## BEGIN Dataset content
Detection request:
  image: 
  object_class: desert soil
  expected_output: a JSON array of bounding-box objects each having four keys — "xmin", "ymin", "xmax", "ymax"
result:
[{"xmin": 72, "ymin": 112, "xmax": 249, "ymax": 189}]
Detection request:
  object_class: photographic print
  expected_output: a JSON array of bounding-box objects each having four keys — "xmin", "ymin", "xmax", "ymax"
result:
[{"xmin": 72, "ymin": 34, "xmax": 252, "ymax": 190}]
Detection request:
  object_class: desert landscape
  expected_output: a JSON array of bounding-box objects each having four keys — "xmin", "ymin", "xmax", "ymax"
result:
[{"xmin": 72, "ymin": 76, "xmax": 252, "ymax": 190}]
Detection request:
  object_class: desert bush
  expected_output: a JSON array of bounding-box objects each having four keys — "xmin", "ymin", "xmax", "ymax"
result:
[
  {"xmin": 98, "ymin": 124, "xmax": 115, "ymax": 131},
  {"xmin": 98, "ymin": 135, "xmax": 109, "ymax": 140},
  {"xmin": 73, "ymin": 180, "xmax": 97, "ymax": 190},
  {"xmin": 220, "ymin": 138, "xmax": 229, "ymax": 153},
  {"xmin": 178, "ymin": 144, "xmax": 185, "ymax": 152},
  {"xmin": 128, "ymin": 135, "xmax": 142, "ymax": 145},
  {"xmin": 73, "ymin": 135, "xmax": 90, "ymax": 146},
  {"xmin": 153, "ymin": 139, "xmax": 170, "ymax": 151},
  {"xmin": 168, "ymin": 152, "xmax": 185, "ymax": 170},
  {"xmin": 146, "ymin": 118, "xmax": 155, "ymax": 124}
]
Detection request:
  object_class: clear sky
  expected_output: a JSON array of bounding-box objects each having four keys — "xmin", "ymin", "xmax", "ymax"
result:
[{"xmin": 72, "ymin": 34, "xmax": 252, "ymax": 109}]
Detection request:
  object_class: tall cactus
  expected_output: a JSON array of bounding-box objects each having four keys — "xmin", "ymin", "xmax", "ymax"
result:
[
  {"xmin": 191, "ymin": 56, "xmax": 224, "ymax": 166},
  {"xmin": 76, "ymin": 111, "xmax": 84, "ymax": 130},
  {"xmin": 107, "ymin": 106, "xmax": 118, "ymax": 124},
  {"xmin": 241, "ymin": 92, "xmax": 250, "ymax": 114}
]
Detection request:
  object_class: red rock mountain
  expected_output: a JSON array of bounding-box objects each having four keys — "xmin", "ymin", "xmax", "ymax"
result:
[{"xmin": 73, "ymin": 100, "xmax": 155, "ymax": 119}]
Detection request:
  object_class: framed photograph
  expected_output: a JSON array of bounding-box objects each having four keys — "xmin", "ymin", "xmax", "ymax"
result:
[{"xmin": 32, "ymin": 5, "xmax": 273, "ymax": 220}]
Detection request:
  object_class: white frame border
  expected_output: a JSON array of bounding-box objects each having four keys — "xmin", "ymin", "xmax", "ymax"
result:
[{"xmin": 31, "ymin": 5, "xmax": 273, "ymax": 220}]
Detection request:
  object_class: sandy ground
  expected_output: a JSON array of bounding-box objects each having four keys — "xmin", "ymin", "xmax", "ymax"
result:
## END Dataset content
__Written problem__.
List every line in the records above that contains the word "desert", copying each line in full.

__Exercise solution__.
  object_class: desert soil
  object_class: desert landscape
  object_class: desert bush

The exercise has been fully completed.